Extrait =
/---

À une semaine d'intervalle, la cheffe du gouvernement Sarra Zaâfrani Zenzri a présidé deux conseils des ministres : le premier, le 26 août, consacré au projet de loi de finances 2026 ; le second, le 2 septembre, dédié au projet de balance économique. Deux longues communications officielles, lourdes de promesses et d'incantations, qui se ressemblent étrangement. Derrière la redondance apparente, une complémentarité se dessine : l'un définit les outils fiscaux et budgétaires, l'autre trace les trajectoires macro-économiques. Mais le paradoxe demeure : on promet tout, tout de suite, dans un pays qui n'a plus les moyens de ses ambitions. La proximité des dates interroge. Pourquoi deux conseils de ministres en l'espace d'une semaine, chacun conclu par un compte-rendu fleuve ? Le 26 août, le gouvernement a livré une première feuille de route budgétaire. La loi de finances 2026 y est présentée comme l'instrument par excellence pour instaurer une nouvelle justice fiscale, rationaliser les dépenses publiques, intégrer le secteur informel, lutter contre l'évasion et refinancer des caisses sociales exsangues. Tout en multipliant les engagements : recrutements dans la fonction publique, soutien aux entreprises, couverture sanitaire renforcée, financement de la réforme éducative, transition énergétique, infrastructures, lutte contre le travail précaire et contre la sous-traitance. Le 2 septembre, rebelote. Cette fois, le gouvernement s'est penché sur le projet de balance économique pour 2026. Un document supposé donner une vue d'ensemble sur les équilibres macro-économiques et sociaux. Le discours met en avant la croissance attendue du PIB, les performances sectorielles (agriculture, industries, services, phosphates), les prévisions d'investissement et de commerce extérieur. On y retrouve, en filigrane, la même logique : justice sociale, développement local, transition écologique et renforcement du rôle des conseils locaux, régionaux et d'échelle nationale dans la préparation du plan de développement 2026-2030.

\---

Données fournies =
/---

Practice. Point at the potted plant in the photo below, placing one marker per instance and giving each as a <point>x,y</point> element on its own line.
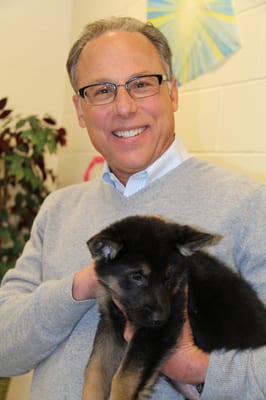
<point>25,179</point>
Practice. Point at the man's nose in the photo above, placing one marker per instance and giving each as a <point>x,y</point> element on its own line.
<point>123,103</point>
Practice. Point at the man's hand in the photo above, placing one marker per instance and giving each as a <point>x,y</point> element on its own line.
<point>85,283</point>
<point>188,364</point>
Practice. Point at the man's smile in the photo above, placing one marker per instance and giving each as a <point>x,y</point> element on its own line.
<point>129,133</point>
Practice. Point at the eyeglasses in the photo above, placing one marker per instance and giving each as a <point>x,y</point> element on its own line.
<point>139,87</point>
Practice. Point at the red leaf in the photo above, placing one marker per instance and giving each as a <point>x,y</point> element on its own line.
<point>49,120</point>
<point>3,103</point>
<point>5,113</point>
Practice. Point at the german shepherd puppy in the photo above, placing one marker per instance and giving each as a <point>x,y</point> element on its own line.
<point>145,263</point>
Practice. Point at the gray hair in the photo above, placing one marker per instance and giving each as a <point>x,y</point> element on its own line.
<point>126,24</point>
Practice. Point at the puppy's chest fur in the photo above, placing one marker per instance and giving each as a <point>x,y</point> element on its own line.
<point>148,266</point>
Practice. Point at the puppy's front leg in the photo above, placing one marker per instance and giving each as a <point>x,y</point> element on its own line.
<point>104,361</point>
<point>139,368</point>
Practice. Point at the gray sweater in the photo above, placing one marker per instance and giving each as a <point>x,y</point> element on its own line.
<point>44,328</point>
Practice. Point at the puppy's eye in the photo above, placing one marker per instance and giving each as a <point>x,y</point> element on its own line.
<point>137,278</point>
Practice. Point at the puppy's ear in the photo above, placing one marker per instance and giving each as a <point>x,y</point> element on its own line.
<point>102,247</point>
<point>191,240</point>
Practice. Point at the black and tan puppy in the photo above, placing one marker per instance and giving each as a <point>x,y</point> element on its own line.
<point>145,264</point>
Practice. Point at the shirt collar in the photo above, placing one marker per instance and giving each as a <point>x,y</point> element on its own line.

\---

Consignes =
(1) Répondez aux questions suivantes d'après l'extrait :
(a) À quelle date s'est tenu le conseil des ministres consacré au projet de loi de finances 2026 ?
(b) Quels secteurs sont cités parmi les performances sectorielles dans le discours du 2 septembre ?
(c) Quelle période couvre le plan de développement évoqué à la fin de l'extrait ?
(2) Recopiez uniquement les lignes des enregistrements allant de la ligne contenant « Practice. Point at the man's hand » jusqu'à la ligne contenant « <point>137,278</point> » incluse, demandes comprises. Décalez de 4 chaque coordonnée figurant dans les réponses.
L'extrait et les enregistrements n'ont aucun lien entre eux.

Résultats par tâche =
(1)
(a) Le 26 août.
(b) L'agriculture, les industries, les services et les phosphates.
(c) La période 2026-2030.

(2)
Practice. Point at the man's hand in the photo above, placing one marker per instance and giving each as a <point>x,y</point> element on its own line.
<point>89,287</point>
<point>192,368</point>
Practice. Point at the man's smile in the photo above, placing one marker per instance and giving each as a <point>x,y</point> element on its own line.
<point>133,137</point>
Practice. Point at the eyeglasses in the photo above, placing one marker per instance and giving each as a <point>x,y</point> element on its own line.
<point>143,91</point>
Practice. Point at the red leaf in the photo above, placing one marker per instance and giving each as a <point>x,y</point> element on its own line.
<point>53,124</point>
<point>7,107</point>
<point>9,117</point>
Practice. Point at the german shepherd puppy in the photo above, placing one marker per instance and giving each as a <point>x,y</point> element on its own line.
<point>149,267</point>
Practice. Point at the gray hair in the photo above, placing one marker per instance and giving each as a <point>x,y</point> element on its own line.
<point>130,28</point>
Practice. Point at the puppy's chest fur in the photo above, placing one marker per instance and giving each as a <point>x,y</point> element on its own line.
<point>152,270</point>
Practice. Point at the puppy's front leg in the photo above, placing one marker per instance and giving each as a <point>x,y</point> element on its own line.
<point>108,365</point>
<point>143,372</point>
Practice. Point at the gray sweater in the photo above, placing one marker per instance and giving each as a <point>x,y</point> element on its own line.
<point>48,332</point>
Practice. Point at the puppy's eye in the photo above, placing one marker per instance and giving each as a <point>x,y</point> element on its own line.
<point>141,282</point>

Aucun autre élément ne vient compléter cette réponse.